### PROBLEM TO SOLVE
Show each line of the items below that contains the string "black", copying every such line in full.

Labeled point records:

........

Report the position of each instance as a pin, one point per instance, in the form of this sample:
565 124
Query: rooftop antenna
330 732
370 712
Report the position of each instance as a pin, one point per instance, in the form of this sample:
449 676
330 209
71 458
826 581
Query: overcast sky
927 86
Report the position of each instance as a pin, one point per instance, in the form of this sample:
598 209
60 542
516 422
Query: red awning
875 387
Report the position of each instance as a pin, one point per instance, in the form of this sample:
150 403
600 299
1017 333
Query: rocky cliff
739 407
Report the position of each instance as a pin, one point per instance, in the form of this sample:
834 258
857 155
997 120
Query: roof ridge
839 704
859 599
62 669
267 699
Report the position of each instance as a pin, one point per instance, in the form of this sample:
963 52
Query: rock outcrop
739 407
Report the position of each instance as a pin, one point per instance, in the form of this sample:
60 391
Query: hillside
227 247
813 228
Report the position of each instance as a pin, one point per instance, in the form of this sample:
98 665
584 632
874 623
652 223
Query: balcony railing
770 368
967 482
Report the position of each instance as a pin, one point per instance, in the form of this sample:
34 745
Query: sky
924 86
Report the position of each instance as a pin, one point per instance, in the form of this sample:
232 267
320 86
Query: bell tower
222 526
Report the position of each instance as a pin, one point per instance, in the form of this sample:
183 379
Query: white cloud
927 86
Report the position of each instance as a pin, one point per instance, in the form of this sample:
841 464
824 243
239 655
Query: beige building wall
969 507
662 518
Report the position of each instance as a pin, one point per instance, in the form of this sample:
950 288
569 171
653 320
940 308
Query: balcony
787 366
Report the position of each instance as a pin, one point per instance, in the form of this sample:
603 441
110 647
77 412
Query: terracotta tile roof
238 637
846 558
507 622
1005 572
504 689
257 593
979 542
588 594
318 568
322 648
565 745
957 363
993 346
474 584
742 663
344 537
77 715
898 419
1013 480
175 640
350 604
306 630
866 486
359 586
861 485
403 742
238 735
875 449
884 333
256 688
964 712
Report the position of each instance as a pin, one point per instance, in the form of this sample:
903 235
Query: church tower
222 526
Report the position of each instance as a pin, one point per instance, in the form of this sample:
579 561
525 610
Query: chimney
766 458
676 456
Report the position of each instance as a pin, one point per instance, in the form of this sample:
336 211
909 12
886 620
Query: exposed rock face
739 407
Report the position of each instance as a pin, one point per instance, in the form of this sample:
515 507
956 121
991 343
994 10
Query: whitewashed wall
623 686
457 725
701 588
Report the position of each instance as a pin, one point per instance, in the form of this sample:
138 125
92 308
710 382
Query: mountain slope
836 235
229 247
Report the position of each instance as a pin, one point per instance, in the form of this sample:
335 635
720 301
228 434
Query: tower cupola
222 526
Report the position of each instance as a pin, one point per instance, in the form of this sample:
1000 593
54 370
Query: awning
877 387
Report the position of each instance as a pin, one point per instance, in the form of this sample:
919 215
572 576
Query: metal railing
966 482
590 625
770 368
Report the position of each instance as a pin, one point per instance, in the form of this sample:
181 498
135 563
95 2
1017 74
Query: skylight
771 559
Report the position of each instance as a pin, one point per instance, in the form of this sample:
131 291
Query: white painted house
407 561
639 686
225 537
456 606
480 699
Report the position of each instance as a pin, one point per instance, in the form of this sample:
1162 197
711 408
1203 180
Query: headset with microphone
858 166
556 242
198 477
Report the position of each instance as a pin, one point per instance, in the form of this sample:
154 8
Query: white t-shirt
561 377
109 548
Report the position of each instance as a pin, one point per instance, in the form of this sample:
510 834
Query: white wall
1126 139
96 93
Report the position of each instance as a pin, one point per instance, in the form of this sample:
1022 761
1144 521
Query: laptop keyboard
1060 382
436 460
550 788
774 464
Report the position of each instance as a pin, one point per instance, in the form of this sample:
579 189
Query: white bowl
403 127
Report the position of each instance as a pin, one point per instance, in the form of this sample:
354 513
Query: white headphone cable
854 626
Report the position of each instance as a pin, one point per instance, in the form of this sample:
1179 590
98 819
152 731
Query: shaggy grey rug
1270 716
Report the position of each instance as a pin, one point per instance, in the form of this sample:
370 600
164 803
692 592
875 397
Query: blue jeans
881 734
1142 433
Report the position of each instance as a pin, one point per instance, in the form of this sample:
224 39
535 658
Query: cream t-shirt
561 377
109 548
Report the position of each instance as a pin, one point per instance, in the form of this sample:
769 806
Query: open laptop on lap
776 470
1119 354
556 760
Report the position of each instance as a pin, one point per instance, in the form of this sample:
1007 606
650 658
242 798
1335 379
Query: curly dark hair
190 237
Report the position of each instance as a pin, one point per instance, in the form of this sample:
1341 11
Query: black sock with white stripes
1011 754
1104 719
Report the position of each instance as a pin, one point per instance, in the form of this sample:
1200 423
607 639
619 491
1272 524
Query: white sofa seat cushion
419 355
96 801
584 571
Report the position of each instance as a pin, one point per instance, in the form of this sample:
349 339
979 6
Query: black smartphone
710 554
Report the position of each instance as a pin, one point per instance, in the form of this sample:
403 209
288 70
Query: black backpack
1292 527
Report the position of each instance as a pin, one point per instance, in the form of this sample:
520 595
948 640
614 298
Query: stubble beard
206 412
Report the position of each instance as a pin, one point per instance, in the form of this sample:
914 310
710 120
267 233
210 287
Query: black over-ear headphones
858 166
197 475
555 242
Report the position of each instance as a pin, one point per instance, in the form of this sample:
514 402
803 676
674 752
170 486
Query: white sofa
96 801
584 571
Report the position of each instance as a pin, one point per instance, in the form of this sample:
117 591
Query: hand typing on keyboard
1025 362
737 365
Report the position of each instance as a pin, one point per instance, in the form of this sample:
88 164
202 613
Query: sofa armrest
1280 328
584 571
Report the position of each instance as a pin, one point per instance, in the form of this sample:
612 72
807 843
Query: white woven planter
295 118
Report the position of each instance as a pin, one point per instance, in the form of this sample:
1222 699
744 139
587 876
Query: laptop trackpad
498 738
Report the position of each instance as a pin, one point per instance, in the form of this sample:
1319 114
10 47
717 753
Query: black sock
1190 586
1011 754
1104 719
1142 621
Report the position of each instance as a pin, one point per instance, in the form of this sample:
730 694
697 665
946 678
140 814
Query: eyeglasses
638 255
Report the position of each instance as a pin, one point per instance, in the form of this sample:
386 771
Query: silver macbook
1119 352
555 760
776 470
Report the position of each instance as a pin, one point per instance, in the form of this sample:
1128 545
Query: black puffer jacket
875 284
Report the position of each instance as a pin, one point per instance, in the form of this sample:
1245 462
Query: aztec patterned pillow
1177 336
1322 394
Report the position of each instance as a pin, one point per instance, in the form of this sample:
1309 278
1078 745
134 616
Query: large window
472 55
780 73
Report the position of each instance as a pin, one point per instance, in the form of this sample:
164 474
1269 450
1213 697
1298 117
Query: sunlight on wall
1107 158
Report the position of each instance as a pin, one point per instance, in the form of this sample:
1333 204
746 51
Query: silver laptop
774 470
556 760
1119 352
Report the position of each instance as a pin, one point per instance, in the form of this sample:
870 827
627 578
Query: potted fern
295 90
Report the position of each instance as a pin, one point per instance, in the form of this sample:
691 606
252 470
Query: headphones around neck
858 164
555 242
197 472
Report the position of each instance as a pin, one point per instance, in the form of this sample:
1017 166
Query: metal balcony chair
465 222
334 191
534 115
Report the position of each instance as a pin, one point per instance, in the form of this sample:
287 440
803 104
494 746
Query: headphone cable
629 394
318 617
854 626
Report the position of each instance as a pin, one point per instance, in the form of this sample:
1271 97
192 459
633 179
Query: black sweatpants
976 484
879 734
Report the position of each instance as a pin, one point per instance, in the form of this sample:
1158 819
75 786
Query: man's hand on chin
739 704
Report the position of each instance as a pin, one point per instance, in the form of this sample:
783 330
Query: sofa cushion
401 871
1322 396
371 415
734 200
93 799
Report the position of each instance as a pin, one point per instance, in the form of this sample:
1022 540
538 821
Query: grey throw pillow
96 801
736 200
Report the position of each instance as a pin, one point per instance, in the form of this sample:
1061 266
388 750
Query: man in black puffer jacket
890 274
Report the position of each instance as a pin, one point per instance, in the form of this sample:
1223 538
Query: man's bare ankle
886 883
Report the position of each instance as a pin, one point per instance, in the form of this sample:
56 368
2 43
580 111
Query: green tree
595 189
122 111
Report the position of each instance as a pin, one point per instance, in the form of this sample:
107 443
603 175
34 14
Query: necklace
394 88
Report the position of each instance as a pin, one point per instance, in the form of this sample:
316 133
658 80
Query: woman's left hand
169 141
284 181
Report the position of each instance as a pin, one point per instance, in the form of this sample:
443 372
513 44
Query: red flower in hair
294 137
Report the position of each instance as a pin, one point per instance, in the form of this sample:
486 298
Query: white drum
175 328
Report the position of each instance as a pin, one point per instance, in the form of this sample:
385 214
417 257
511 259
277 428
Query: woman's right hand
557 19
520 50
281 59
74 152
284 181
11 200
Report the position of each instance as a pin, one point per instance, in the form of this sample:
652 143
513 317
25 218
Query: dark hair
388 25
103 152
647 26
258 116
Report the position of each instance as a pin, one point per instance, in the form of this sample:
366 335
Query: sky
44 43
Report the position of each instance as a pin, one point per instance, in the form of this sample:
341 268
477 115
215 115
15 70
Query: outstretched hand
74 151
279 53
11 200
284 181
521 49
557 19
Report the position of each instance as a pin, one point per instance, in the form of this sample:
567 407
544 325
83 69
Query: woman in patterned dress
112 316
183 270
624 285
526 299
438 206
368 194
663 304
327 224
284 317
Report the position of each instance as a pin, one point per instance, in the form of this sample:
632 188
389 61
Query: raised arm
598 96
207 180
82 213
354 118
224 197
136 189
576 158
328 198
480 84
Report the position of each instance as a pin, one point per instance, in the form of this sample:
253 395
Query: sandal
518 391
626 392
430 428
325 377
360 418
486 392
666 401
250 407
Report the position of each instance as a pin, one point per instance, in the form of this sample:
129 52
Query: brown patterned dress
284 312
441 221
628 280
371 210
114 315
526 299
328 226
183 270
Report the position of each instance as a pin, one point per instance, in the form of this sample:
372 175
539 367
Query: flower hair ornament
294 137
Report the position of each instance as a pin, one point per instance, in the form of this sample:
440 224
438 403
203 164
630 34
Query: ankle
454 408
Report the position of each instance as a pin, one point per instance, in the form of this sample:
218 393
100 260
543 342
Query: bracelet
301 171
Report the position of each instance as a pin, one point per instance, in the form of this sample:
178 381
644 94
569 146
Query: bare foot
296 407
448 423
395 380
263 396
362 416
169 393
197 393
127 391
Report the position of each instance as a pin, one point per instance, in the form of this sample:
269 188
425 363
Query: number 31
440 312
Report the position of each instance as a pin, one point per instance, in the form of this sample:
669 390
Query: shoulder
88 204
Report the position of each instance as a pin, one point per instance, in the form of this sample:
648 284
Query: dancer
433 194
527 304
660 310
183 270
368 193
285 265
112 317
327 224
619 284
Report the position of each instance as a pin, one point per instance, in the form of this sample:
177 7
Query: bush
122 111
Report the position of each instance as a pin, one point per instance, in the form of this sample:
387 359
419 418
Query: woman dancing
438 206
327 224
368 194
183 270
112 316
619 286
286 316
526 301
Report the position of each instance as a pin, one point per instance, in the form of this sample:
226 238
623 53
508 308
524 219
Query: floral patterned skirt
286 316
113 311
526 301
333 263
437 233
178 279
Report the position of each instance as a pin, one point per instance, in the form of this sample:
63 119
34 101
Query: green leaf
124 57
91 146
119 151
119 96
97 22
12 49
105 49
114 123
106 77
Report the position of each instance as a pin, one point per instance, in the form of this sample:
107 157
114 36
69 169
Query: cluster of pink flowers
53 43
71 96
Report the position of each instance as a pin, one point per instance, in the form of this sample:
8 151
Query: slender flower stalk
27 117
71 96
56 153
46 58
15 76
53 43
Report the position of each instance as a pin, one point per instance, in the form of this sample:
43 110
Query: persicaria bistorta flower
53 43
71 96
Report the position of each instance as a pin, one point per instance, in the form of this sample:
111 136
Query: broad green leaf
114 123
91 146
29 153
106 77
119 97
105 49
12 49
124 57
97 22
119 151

........

### THE COMPLETED TASK
Query: black sock with white stripes
Query: black smartphone
Query: black backpack
Query: black over-ear headphones
Query: black sock
Query: black puffer jacket
Query: black sweatpants
Query: man in black puffer jacket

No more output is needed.